• [ERFORDERLICHE SCHRITTE]:
A. Wie viele Menschen afghanischer Staatsangehörigkeit lebten dem Artikel zufolge im Jahr 2023 in Deutschland?
B. Führe alle Gründe für den Verlust des Asylstatus auf, die der Artikel im Satz mit den Worten „Neben Straffälligkeit“ nennt.

• [ARTIKEL]:

───

Die Rückkehr kann daher über Leben und Tod entscheiden.

Die Entscheidung, in das Herkunftsland zurückzukehren, birgt nicht nur die oben genannten Sicherheitsrisiken, sondern hat auch erhebliche rechtliche Konsequenzen. Eine der gravierendsten ist der Verlust des Flüchtlingsstatus.

Im Jahr 2023 lebten etwa 400.000 Menschen afghanischer Staatsangehörigkeit in Deutschland, von denen 60.000 einen sogenannten Blauen Pass, einen „Reiseausweis für Flüchtlinge“, erhielten. Reisen Personen mit diesem Pass in ihr Herkunftsland und kehren freiwillig nach Deutschland zurück, besteht laut Art. 1 Abschnitt. C Genfer Flüchtlings-konvention und §§ 73 ff. Asylgesetz die Gefahr, dass ihr Asylstatus und ihr Aufenthaltsrecht aberkannt werden. Neben Straffälligkeit oder einer verbesserten Situation im Heimatland kann auch eine Urlaubsreise dorthin den Verlust des Asylstatus zur Folge haben. Wenn also eine Person, die in einem anderen Land Schutz erhalten hat, in ihr Heimatland zurückkehrt, aus dem sie ursprünglich wegen Krieg oder Verfolgung geflohen ist, kann dies nach der Genfer Konvention als „Endigungsgrund“ für den Schutzstatus gewertet werden. In einem solchen Fall muss das Bundesamt für Migration und Flüchtlinge (BAMF) ein Aberkennungsverfahren einleiten. Eine automatische Aberkennung des Status erfolgt jedoch in einem Rechtsstaat nicht und Ob der Status tatsächlich aberkannt wird, hängt von den individuellen Umständen und der „Motivation“ für die Reise ab. Beispielsweise kann der Besuch einer Beerdigung eines nahen Verwandten unter bestimmten Umständen geduldet werden.

───

• [DATENZEILEN]:
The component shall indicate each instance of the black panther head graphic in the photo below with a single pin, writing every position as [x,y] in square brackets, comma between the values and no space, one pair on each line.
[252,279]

───

• [LÖSUNGEN JE AUFGABE]:
A. Etwa 400.000.

B.
- Straffälligkeit
- eine verbesserte Situation im Heimatland
- eine Urlaubsreise ins Heimatland